## WORK TO COMPLETE
Every entry below should be transcribed exactly; pictures stay out of the copy.

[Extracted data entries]
□ □ □

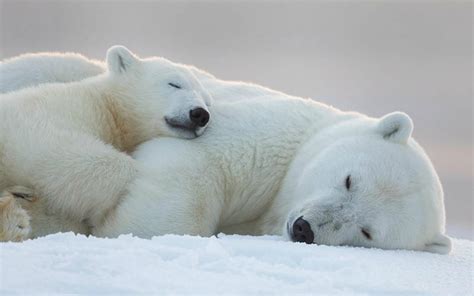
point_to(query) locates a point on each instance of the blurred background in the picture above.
(372, 56)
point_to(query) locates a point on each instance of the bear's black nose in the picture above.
(199, 116)
(302, 231)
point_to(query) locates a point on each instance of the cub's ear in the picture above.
(441, 244)
(396, 126)
(120, 59)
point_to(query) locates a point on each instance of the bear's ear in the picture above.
(441, 244)
(120, 59)
(396, 126)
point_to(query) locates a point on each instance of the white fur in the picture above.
(268, 158)
(67, 141)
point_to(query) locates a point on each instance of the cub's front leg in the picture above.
(14, 219)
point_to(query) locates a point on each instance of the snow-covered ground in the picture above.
(65, 263)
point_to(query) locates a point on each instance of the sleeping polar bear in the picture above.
(276, 164)
(69, 141)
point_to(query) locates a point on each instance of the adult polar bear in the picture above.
(285, 165)
(67, 141)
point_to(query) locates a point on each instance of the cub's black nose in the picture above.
(302, 231)
(199, 116)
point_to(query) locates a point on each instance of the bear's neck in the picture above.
(123, 127)
(258, 139)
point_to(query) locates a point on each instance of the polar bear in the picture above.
(69, 141)
(287, 166)
(294, 167)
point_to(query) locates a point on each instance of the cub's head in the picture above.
(368, 183)
(168, 96)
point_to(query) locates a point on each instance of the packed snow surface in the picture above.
(65, 263)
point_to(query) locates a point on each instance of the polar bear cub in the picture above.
(67, 141)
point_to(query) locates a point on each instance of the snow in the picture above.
(171, 264)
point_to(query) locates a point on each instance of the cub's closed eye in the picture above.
(348, 182)
(174, 85)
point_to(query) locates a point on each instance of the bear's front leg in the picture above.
(79, 176)
(14, 219)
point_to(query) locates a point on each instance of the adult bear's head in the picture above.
(366, 182)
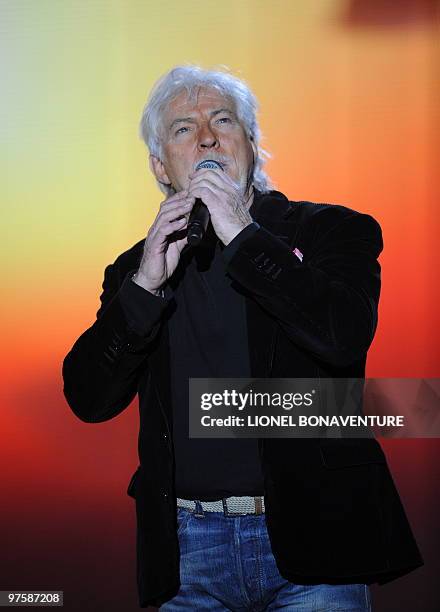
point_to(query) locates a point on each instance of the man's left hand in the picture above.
(224, 200)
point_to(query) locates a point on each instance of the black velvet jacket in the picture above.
(332, 511)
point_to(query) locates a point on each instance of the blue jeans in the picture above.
(226, 563)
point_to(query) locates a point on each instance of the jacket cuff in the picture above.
(231, 248)
(142, 309)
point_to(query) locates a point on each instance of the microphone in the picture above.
(199, 217)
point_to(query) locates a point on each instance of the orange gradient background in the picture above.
(349, 109)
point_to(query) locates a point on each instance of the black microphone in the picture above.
(199, 217)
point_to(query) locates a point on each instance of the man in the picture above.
(275, 289)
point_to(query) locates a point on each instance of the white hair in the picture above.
(190, 77)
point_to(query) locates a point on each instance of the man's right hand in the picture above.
(164, 242)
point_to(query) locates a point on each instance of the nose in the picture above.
(207, 138)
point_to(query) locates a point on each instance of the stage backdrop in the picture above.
(349, 109)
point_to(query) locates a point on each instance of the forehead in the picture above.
(201, 99)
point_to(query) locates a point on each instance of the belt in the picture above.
(230, 506)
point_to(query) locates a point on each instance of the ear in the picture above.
(158, 169)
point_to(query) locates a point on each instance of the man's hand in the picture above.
(224, 200)
(164, 242)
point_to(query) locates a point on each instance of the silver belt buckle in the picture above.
(226, 511)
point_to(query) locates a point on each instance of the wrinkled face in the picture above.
(203, 127)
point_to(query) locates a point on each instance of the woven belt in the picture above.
(230, 506)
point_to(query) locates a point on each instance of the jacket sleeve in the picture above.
(101, 370)
(327, 303)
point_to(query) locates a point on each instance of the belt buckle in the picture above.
(226, 511)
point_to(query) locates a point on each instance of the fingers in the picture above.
(172, 216)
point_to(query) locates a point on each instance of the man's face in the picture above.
(204, 127)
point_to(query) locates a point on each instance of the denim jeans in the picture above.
(226, 563)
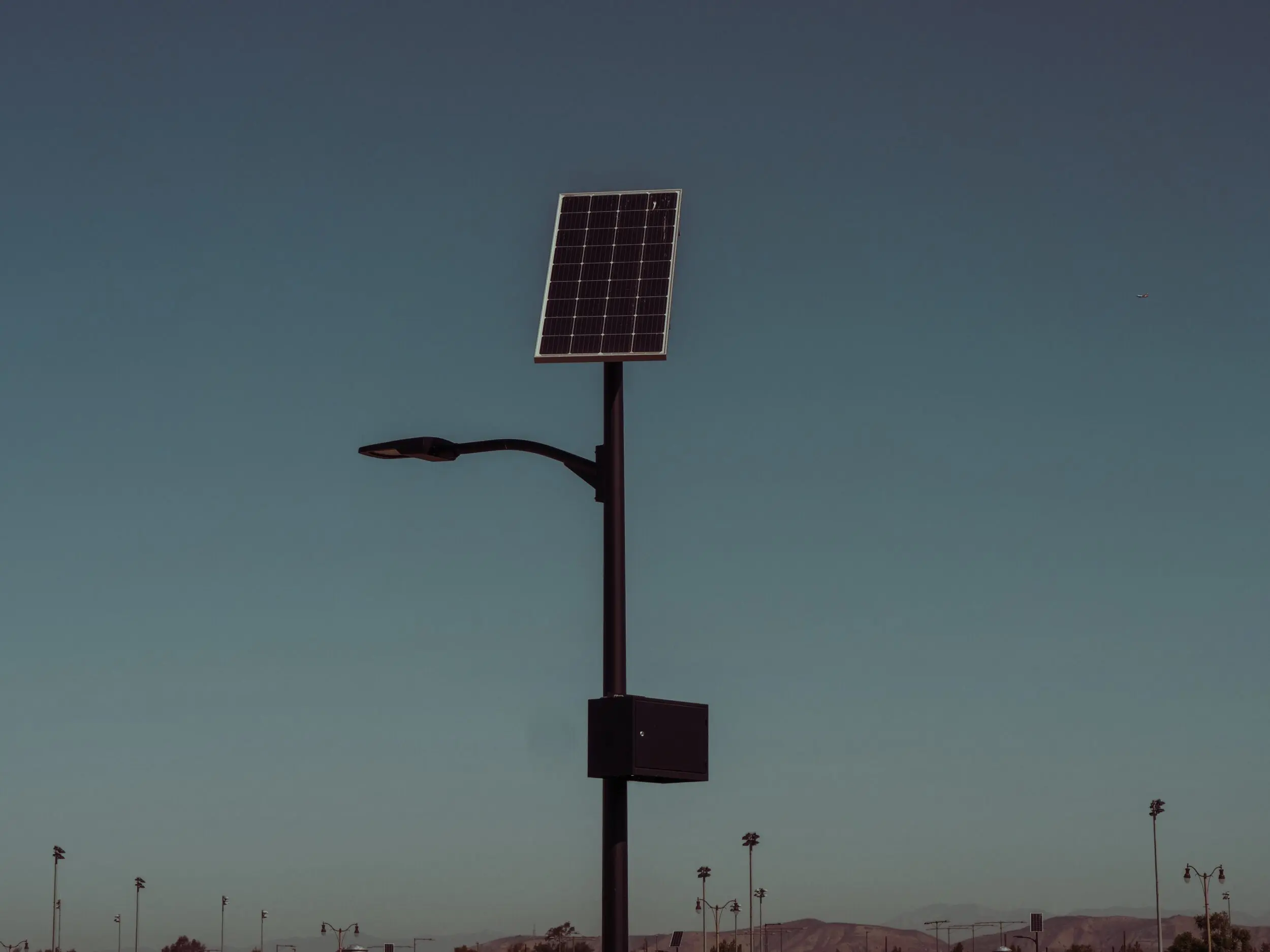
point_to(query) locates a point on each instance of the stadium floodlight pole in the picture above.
(136, 917)
(751, 839)
(59, 855)
(1204, 879)
(1157, 808)
(339, 933)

□ □ □

## ANSWER TO THIS TASK
point_to(query) locates a point on each instance of the blurred background in the picture above.
(372, 56)
point_to(query) locates a point on each instance of the bear's black nose in the picture above.
(199, 116)
(302, 231)
point_to(query) locates a point on each instance of the cub's ear in the picture above.
(441, 244)
(396, 126)
(120, 59)
point_to(query) locates a point on each instance of the bear's ear in the picture above.
(441, 244)
(120, 59)
(396, 126)
point_to(query) locates a point on each instance of the white fur in the picture above.
(268, 158)
(67, 141)
point_to(query) locates a point on each instance of the cub's front leg in the picture above.
(14, 219)
point_to(query) locates a point on each instance of the snow-covered ground in the picture above.
(65, 263)
point_to(query) locates a point on each instance of the sleeping polar bear in the picture above.
(276, 164)
(69, 141)
point_to(query) locates a point on each instance of the adult polar bear in the picture above.
(285, 165)
(67, 141)
point_to(query) locates a point on each instance of the cub's black nose in the picture above.
(302, 231)
(199, 116)
point_to(query) locates a point on each instance of the bear's neck in the picture above.
(123, 127)
(258, 139)
point_to(query) locates a point on each instance of the polar bear in the picture above.
(69, 141)
(287, 166)
(294, 167)
point_to(query) locates a point on each instance of the cub's head in the picture above.
(368, 183)
(168, 96)
point_to(query) locates a point on each instance of the packed snow surface in the picture above.
(65, 263)
point_to(query) locates a point on each instance of the polar bear cub in the picture above.
(67, 141)
point_to(query) locates a point on each instance of the snow in the picture above.
(171, 264)
point_to(query) locates a point on each instance of the cub's closed eye in the picture above.
(348, 182)
(174, 85)
point_to(query) locates a point on each instance of the bear's front leg in the picture above.
(79, 176)
(14, 219)
point_to(query) locates a point on each instance of the adult bear's head in the picture above.
(366, 182)
point_to(query) locates a point on each instance of the man's left hand in the picture above.
(224, 200)
point_to(query) locates a point on each instance of the black velvet jacket in the picture above.
(332, 511)
point_to(query) locates a point on each instance of the blue jeans in the picture above.
(226, 563)
point_to(query) locates a point on each instance of the jacket cuff in the picture above.
(231, 248)
(142, 309)
point_to(query) locates a point on each instance of the microphone in the picture above.
(199, 217)
point_to(query) locates a point on each instance of the orange gradient background in the picture above.
(349, 109)
point_to(query) locates a point on each instance of the black microphone in the picture above.
(199, 217)
point_to(query) locates a point on each instance of the man in the picture above.
(275, 289)
point_to(query) locates a point on each instance of the white hair in the picture above.
(190, 77)
point_to(query) locates a point on each instance of the man's right hand in the picture above.
(164, 242)
point_to(query) locates a point on each instance of the nose in the picture above.
(207, 138)
point_to(query) locates a point on each instance of the stage backdrop in the picture above.
(349, 109)
point_to(query) locates a point on each instance of the forehead in the picture above.
(201, 99)
point_to(query) locates a point on each instance of the belt in the picture above.
(230, 506)
point_to(query) locates a point on each instance of the ear in the picture above.
(158, 169)
point_to(query) locates a point on each instance of the man's hand in the picture above.
(224, 200)
(164, 242)
point_to(query) locates a point on each instance of the silver belt buckle in the picture above.
(226, 511)
point_to(query) locates a point on each instance of the wrinkled face in the picture above.
(203, 127)
point_to(query) locates a point on each instance of the woven belt in the picture above.
(230, 506)
point_to(query) locates a point on each instance of the jacket sleeve in the picture above.
(101, 370)
(327, 303)
point_to(query) locates a point on each instance of the belt buckle in the picture above.
(226, 511)
point_to(query) locates a point on each instance of the fingers in the picture above.
(172, 216)
point_to(query) locates a point on each instance of the man's face in the picture above.
(204, 127)
point_to(query) locates a point on each instance of the denim jeans in the picture above.
(226, 563)
point_to(query) locates a point on each instance of the stadium floodlight pole in the picture above.
(136, 917)
(751, 839)
(59, 855)
(1204, 879)
(1157, 808)
(339, 933)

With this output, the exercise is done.